=== SELECTION ===
Too much eye contact can make other people more resistant to persuasion, a recent study finds.

The results fly in the face of the common advice to make strong eye contact with another person when you want to persuade them.

People in the study were even less persuaded by eye contact when they held particularly strong opposing views.

The findings are published in the journal Psychological Science, and used eye tracking technology to measure where people were looking during persuasion attempts (Chen et al., 2013).

Look ‘em in the eye…or not?

In the study, participants watched a variety of videos on issues like nuclear energy, assisted suicide and university tuition, which had been culled from the internet.

While watching them, participants were either instructed to concentrate on the speaker’s mouth or on their eyes.

Afterwards, their attitudes towards the issue were measured and compared to their attitudes beforehand.

People who concentrated on the eyes were less likely to be persuaded, less receptive to the message and less open to interacting with the advocate.

The study’s lead author, Frances Chen, said:

“There is a lot of cultural lore about the power of eye contact as an influence tool.”

But our findings show that direct eye contact makes skeptical listeners less likely to change their minds, not more, as previously believed.”

The situation rules

The results are a reminder that the amount of eye contact that’s beneficial depends heavily on the situation.

Here are some norms from a previous article on how eye contact works:

“In groups people tend to look directly at another person for about 3-5 seconds, but when it’s one-to-one this increases to 7-10 seconds before they glance away.
=== ITEMS ===
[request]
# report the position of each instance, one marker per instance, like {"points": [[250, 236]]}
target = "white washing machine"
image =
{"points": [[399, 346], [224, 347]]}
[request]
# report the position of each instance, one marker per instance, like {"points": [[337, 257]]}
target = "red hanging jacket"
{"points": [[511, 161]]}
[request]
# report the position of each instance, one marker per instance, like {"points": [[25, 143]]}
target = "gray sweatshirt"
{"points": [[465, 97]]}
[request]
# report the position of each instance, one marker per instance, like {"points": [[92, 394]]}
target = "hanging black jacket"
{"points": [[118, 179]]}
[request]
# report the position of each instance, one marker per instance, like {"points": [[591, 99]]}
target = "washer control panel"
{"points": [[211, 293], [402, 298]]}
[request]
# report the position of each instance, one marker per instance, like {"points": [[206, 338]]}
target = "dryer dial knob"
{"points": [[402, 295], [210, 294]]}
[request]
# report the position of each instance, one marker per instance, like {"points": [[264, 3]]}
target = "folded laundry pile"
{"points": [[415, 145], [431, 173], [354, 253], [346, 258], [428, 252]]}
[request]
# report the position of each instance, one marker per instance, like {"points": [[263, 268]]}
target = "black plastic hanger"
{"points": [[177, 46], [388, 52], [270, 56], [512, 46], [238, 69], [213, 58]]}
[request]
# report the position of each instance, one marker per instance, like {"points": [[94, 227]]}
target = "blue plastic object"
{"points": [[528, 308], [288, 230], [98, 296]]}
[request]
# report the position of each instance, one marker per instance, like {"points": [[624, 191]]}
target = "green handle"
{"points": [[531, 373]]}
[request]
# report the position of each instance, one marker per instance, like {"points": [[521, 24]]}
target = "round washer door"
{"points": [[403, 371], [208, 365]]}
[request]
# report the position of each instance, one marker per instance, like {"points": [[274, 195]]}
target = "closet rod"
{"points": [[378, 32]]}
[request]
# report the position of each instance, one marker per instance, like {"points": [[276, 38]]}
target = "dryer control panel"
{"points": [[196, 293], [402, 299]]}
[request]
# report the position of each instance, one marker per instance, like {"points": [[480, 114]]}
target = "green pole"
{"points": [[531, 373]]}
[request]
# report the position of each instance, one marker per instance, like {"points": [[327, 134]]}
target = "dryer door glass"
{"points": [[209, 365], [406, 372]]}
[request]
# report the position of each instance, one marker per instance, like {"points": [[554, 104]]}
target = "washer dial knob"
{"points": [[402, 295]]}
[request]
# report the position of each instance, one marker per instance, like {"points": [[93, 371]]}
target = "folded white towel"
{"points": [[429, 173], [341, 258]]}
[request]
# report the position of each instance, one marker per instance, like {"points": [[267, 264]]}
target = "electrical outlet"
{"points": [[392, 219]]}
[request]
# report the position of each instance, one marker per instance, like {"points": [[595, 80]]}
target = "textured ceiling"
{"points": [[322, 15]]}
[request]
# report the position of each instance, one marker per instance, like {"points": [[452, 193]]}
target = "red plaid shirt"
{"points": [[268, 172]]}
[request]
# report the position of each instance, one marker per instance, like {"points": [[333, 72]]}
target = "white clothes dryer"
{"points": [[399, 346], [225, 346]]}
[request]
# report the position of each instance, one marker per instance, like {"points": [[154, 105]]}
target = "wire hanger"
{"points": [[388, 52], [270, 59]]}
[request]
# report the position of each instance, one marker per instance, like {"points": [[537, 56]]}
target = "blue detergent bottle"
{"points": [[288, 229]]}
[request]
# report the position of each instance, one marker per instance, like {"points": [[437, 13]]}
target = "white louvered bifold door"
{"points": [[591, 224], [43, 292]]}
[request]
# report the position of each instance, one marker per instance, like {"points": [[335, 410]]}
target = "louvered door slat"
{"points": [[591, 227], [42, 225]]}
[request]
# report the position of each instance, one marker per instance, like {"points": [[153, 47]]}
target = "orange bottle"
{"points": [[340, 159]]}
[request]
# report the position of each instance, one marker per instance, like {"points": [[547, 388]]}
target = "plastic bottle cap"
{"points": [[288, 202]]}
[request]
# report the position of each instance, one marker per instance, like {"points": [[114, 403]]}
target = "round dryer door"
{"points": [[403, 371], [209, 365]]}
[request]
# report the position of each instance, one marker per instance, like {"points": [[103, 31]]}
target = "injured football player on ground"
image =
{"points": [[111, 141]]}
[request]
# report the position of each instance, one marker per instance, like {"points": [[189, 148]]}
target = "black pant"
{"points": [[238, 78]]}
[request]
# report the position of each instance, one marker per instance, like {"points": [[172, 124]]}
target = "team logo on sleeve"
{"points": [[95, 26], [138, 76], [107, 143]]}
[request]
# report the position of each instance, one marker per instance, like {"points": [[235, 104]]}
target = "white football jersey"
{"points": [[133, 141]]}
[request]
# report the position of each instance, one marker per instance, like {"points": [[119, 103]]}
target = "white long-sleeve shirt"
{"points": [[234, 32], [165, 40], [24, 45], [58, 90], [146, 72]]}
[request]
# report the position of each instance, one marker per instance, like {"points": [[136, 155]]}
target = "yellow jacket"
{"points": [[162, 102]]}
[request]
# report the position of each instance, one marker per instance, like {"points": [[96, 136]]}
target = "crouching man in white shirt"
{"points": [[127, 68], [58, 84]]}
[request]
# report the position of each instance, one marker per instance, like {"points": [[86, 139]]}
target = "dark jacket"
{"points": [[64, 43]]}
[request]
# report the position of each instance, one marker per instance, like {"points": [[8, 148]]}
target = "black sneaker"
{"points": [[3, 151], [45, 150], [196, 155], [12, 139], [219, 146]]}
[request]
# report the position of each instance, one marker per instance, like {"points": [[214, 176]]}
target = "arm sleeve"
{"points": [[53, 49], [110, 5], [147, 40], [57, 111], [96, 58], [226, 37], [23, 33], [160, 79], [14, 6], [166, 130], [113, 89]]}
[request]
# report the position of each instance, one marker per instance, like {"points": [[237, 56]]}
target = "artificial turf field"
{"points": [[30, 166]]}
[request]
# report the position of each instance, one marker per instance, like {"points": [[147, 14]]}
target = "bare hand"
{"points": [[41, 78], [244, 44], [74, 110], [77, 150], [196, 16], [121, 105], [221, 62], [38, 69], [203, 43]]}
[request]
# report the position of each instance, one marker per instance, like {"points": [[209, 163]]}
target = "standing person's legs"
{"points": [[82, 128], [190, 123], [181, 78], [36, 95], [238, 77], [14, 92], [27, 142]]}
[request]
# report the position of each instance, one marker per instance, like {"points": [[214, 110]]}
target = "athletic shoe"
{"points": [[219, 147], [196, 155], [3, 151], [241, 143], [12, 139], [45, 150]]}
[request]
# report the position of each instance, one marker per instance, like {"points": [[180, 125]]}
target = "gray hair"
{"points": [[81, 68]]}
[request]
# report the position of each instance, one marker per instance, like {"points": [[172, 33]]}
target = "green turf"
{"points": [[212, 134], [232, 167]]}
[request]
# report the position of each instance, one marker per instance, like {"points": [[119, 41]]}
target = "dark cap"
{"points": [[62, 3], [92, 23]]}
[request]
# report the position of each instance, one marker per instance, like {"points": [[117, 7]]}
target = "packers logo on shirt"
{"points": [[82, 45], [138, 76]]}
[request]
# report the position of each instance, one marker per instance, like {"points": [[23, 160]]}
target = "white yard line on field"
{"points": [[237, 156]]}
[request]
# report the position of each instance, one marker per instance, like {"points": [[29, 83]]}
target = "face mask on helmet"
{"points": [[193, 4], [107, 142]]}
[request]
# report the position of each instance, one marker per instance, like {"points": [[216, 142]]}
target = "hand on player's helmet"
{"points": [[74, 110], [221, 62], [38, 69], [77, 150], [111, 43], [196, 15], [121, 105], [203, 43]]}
===
(YOUR INSTRUCTIONS):
Output the part of the eye contact article between "The results fly" and "the eye…or not?", inclusive, word for word. The entries aren't needed for this.

(FULL SOLUTION):
The results fly in the face of the common advice to make strong eye contact with another person when you want to persuade them.

People in the study were even less persuaded by eye contact when they held particularly strong opposing views.

The findings are published in the journal Psychological Science, and used eye tracking technology to measure where people were looking during persuasion attempts (Chen et al., 2013).

Look ‘em in the eye…or not?